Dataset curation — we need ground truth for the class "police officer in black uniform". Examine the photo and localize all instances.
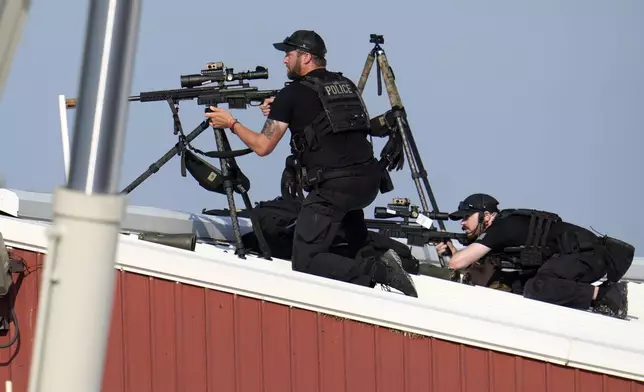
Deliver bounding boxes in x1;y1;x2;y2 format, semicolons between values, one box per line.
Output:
436;193;635;318
206;30;417;297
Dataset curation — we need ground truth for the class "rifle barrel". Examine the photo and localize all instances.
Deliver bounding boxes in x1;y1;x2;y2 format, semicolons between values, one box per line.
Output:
65;95;141;109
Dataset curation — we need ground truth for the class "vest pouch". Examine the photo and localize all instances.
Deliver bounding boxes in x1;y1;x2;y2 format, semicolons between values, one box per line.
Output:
602;236;635;282
380;170;394;193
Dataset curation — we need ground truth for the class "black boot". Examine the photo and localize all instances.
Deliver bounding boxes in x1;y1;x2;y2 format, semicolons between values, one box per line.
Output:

═══

→ Goal
Reproduce the material in full, word for word, and omit the pictures.

→ The reply
Dataset curation — we need ground truth for the class "police officer in black uniform". Examine the photo and localize all instances.
Deliver bounding boxes in x1;y1;x2;y2 format, semicolons between values, one box per line.
Output:
436;193;635;318
206;30;417;297
Dataset curation — we need ground truth for the class "rifle barrel". Examine the photo and localize all instances.
Deliver bounding boxes in x1;y1;x2;y2 format, semicolons between values, one box per line.
Output:
65;95;141;109
Dataset curation — we need ground truth for the class "vest pouch". Examine the photo and localize all instances.
Deliver bounding boxes in x1;y1;x2;y2 format, semicolons between values, one box per line.
Output:
602;236;635;282
380;170;394;193
Dataset curation — we need ground truth for the class "black boot". Examine the photo and localize all instances.
Deliver bounding boxes in x1;y1;x2;y2 format, semicolons between values, one box per line.
Output:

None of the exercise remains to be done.